— QUESTIONS TO ANSWER —
1. In the McConaughey film reviews, who directed Dallas Buyers Club?
2. Could you continue the McConaughey film reviews from the point where they stop?

— DOCUMENT TEXT —
------------------------------------------------

I saw an interview with Matthew McConaughey in late 2010/early 2011 before Lincoln Lawyer premiered in which he explained that he had made a conscious career decision to take only interesting, challenging roles as opposed to the eye candy stuff he previously had been type cast into, and true to his word he has been. That eponymous role, the surprise turn in Bernie and the Southern Gothic psychopath in Killer Joe led into 2012 with the male stripper in Magic Mike, a movie that would not be worth watching without his compelling presence. McConaughey works magic again in his short turn in Martin Scorcese's The Wolf of Wall Street, a scene in which his charisma onscreen so overpowers Leonardo DiCaprio's presence that one wonders, as one always does when Scorsese casts DiCaprio as his lead, "Marty, what on earth were you thinking??!!??"
Like Lee Daniels's The Paperboy, in which McConaughey plays a reporter coaxed into investigating a death row inmate (John Cusack) by a steamy sex pot (Nicole Kidman) who claims he's innocent, Jeff Nichols's Mud is a Bildungsroman where McConaughey's character is the catalyst. And like The Paperboy, it is a Southern Gothic, noir mood piece, but what Daniels's piece lacks in subtlety -- dripping with sweat and sex -- Nichols's film makes up for with its sensitive telling of the fall that the two young boys who discover the loner Mud will inevitably experience. McConaughey's Mud reveals much through his silences and young Tye Sheridan and Jacob Lofland are worthy co-stars.
NYT Critics' Pick
(Again, I ask: What is it with the completely, absurdly inappropriate music
as the credits roll so that the entire mood of the film can be destroyed before
we exit the theater?)
For some reason I do not understand, the voice-over in the TV trailer for Dallas Buyers Club proclaims, "A crowd pleaser not to be missed." It had the unfortunate result of causing a sizable segment of my audience to feel compelled to force laughs at inappropriate moments. The film does not set out to be a "crowd pleaser." In the first place it is about a roughneck who makes his living as an electrician out on oil rigs, hustles bets for bull rides, and screws any piece of ass in short-shorts. He's also a bigot who learns he has AIDS during the height of the epidemic in the U.S. How director Jean-Marc Vallée manages to turn such subject matter into a lyrical meditation on the ways in which the knowledge of impending mortality has the potential to fundamentally change us has everything to do with stellar performances. Matthew McConaughey and Jared Leto not only shed most of their body weight to inhabit the ravages of the disease, they give the irascible trailer trash Ronald Woodroof and the street-smart transsexual Rayon memorable expression on the screen.

------------------------------------------------

— LISTED ENTRIES —
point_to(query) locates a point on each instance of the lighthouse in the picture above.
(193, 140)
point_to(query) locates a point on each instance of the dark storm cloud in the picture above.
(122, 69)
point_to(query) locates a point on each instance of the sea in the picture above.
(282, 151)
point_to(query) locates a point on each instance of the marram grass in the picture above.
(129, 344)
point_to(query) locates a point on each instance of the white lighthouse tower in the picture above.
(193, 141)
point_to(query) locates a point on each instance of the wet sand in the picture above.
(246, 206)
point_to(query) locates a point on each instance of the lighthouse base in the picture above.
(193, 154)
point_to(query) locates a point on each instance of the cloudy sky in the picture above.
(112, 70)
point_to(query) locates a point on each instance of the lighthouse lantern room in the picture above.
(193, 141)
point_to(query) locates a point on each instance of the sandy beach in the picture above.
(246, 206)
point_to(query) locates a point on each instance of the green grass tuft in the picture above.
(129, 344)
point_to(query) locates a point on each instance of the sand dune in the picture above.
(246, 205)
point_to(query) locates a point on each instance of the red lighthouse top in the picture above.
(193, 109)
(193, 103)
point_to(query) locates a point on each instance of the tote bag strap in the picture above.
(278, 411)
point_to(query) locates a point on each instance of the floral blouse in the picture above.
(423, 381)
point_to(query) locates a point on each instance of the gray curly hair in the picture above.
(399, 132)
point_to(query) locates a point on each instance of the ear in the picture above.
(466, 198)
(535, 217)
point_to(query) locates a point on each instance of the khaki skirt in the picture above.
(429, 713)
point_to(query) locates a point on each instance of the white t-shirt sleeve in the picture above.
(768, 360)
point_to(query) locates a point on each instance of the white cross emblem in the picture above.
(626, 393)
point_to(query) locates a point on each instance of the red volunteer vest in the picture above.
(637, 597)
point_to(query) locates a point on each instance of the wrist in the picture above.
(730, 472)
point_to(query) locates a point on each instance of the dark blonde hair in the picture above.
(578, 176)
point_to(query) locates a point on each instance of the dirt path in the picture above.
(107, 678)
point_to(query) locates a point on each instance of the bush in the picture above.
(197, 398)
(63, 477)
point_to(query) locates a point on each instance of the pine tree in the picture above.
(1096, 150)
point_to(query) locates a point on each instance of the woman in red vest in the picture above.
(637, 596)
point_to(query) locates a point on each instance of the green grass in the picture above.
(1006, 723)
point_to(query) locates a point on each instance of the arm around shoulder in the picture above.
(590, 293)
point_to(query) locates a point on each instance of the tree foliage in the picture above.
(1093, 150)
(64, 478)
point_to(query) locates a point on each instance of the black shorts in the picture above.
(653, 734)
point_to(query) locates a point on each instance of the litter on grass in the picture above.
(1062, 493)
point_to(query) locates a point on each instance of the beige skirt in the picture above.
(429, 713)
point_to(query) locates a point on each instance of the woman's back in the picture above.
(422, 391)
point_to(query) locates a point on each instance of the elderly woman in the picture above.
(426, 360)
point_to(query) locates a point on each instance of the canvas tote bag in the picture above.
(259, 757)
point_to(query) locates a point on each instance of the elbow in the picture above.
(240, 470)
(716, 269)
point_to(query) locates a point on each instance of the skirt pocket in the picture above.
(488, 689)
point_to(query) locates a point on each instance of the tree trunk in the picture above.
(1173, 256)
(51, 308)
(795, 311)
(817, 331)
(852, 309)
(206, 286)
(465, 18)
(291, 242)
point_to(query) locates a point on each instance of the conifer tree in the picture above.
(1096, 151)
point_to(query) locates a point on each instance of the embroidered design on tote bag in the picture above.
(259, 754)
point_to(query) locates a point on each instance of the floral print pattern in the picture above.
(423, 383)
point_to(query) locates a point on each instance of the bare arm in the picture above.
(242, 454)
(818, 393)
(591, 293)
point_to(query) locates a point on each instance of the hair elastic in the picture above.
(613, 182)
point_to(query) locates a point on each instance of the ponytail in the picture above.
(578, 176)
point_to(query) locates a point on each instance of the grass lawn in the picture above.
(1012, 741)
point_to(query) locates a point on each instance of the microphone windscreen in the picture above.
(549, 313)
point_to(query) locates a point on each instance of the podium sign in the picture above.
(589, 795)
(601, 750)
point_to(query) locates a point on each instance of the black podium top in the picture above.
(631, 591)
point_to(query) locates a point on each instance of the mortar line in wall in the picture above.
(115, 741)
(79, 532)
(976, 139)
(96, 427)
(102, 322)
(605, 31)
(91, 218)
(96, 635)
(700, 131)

------------------------------------------------

— OUTPUTS IN ORDER —
1. Jean-Marc Vallée

2.
McConaughey gives Woodroof the mien of a man whose straddling gate has been buckled by life in the oil fields and on the bulls. Leto instills Rayon with a demeanor both sassy and generous. They imbue their very different characters with panic, pathos and strength of purpose by turns. The whole cast is exceptional -- Steve Zahn, Dallas Roberts, Griffin Dunne, Dennis O'Hare, Jennifer Garner -- but the two performances at its center are noteworthy.
I think it is unfair to quarrel with the film, as some critics have, on the grounds that it fails to portray Woodroof's story in the context of efforts in the larger AIDS community. It is one man's story, and a loner's at that. It makes no claim to be a chronicle of the entire AIDS medical advocacy movement -- admittedly vast and waged by victims themselves, and important for having had positive consequences for experimental treatments of other diseases as well. Take Dallas Buyers Club on its own terms -- as a work of art rather than agitprop -- and admire the actors for their dramatic achievements, especially McConaughey, who charts an arc of transformation in a man who, as he is diminished by disease, ripens in spirit.